Update: we have created an openmrs-rfc-frontend github repo where we’ll be tracking and documenting decisions about the future of OpenMRS frontend. Please jump in and comment on things, propose things, etc.
To address your questions, @paul:
I keep wondering if we can get to a place, where… given the high-level use case (I want to care for a patient, I want to build a patient cohort, I want to build a report, etc), whether we can have a standard set of page structures (ie, 3 boxes by 3 boxes with a top gutter for patient context), and then allow community developers to build the widgets for the boxes?
A good question and a tough one. Here’s a link to some related discussion and ideas. Layout components can be pretty tricky to manage, but also very valuable. I think the big question is how similar/dissimilar/flexible the UI is for different distributions. A component that tries to be flexible enough for anything but opinionated enough to be useful is really hard to do well.
One more quick question: in your slides, you refer to the smaller UI compositions as “single-spa applications”. Do those multiple applications which might comprise an end user page view all share the same data context?
Could you explain how you’re using the term data context? The applications all share the same javascript runtime environment, which includes the DOM, event loop, global variables, and global events. They are not isolated from each other via iframe. However, each can have its own variables in memory that are encapsulated and not accessible to any other application. API data is usually stored inside of encapsulated variables such as those, but can be shared if needed with other applications.

Task requirements:
1. List everything the OpenMRS frontend discussion says is included in the shared JavaScript runtime environment.
2. In the OpenMRS frontend discussion, what was created to track and document decisions about the future of the OpenMRS frontend?

Source data:
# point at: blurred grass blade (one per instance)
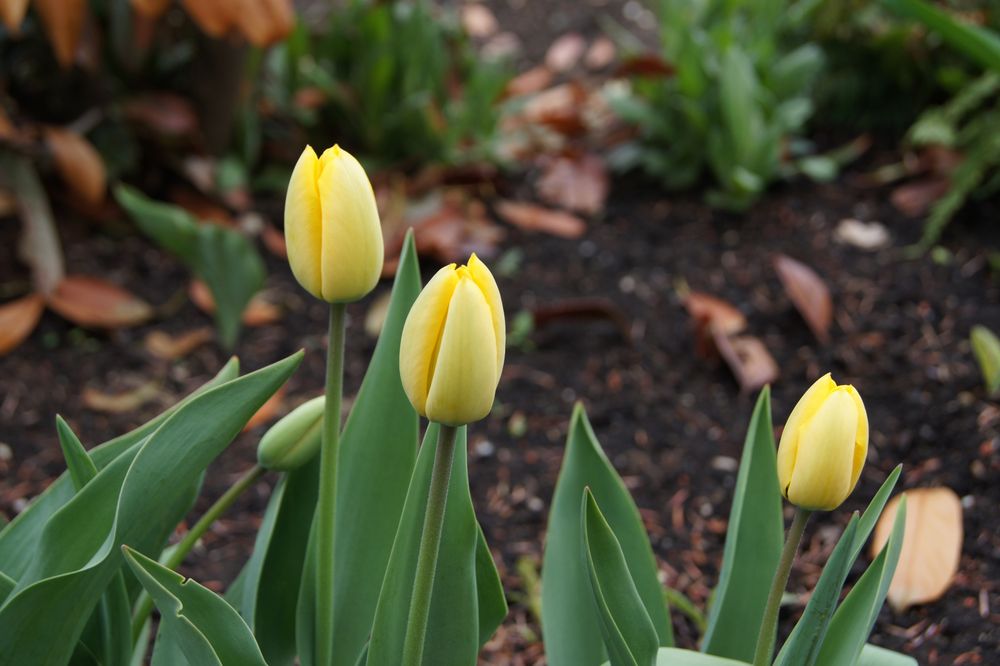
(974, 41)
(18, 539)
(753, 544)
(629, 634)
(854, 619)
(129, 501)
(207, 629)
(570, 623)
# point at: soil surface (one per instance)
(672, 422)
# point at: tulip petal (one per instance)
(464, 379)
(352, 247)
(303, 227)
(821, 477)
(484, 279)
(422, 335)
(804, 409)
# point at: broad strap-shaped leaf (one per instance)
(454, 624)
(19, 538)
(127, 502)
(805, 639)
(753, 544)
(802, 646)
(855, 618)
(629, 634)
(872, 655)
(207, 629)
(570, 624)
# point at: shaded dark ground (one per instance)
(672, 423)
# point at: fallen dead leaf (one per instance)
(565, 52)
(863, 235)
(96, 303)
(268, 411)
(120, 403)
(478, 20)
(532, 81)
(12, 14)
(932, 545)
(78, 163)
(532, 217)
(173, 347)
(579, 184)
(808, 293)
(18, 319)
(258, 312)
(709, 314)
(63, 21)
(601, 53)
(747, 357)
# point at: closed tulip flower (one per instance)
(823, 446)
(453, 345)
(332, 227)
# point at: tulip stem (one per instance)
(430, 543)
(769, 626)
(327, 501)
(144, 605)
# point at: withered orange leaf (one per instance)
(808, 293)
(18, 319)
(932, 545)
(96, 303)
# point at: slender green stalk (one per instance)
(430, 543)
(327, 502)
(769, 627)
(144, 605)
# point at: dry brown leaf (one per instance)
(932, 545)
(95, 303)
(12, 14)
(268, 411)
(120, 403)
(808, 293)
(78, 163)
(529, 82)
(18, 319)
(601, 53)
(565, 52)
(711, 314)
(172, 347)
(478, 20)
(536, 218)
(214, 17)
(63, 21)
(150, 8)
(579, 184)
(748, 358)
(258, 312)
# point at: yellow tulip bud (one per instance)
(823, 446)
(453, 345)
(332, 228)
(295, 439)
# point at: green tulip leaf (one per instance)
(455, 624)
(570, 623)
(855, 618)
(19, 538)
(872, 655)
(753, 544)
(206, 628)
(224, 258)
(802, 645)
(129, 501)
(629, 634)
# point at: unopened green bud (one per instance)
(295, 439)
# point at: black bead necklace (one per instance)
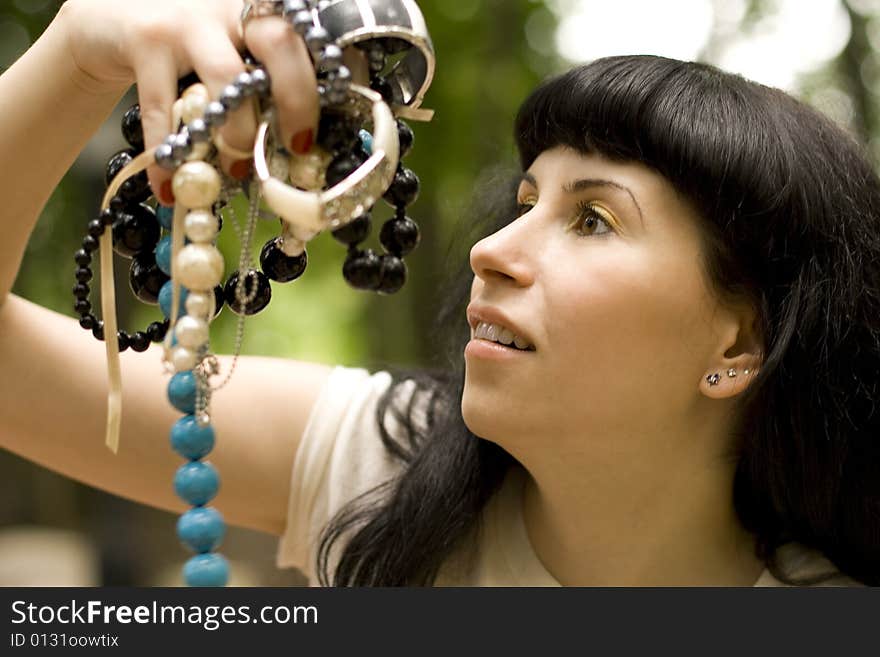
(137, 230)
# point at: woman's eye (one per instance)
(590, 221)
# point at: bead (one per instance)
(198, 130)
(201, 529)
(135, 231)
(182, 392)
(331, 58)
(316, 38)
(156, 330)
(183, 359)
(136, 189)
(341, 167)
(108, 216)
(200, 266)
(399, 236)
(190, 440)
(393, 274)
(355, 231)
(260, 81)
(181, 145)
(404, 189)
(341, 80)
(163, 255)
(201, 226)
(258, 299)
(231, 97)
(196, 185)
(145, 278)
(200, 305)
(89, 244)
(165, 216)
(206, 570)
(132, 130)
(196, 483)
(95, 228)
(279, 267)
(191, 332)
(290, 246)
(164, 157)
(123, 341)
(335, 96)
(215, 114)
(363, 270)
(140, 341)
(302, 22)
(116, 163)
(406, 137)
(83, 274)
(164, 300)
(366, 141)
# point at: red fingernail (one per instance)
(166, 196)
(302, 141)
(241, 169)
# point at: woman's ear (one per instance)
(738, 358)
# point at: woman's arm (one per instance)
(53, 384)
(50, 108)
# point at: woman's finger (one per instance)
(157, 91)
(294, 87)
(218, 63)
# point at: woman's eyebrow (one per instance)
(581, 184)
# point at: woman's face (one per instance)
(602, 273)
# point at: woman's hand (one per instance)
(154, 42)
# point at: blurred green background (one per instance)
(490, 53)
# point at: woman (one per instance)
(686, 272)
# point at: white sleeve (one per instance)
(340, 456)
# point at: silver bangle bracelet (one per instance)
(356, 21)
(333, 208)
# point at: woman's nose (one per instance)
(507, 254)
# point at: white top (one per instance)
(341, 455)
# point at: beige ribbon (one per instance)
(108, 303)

--

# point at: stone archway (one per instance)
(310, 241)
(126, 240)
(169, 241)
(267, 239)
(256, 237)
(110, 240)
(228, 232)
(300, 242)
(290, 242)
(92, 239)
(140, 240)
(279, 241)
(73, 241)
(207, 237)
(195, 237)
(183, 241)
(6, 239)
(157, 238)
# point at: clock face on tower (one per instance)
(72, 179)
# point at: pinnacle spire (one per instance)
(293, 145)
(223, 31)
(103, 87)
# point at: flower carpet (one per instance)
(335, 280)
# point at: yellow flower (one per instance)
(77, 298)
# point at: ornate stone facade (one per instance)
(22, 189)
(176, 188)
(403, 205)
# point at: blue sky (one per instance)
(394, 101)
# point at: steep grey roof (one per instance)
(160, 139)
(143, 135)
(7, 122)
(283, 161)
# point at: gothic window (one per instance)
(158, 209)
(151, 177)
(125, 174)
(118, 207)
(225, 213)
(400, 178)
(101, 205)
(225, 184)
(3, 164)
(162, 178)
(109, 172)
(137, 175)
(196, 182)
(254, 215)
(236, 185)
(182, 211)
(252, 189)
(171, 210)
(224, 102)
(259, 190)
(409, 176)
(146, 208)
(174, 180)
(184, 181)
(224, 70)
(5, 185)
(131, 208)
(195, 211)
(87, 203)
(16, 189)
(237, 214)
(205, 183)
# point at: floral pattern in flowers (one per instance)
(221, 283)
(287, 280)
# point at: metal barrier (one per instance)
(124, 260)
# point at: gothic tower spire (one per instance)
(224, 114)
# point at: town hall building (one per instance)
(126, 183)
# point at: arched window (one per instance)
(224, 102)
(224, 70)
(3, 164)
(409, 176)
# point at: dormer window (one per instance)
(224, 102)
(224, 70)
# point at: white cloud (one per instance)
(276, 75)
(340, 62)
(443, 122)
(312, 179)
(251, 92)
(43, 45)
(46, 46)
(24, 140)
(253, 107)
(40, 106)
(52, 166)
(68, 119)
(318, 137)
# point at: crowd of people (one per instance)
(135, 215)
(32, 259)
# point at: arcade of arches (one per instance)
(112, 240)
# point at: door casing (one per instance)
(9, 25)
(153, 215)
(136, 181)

Responses:
1. The DOM, the event loop, global variables, and global events.

2. An openmrs-rfc-frontend GitHub repo.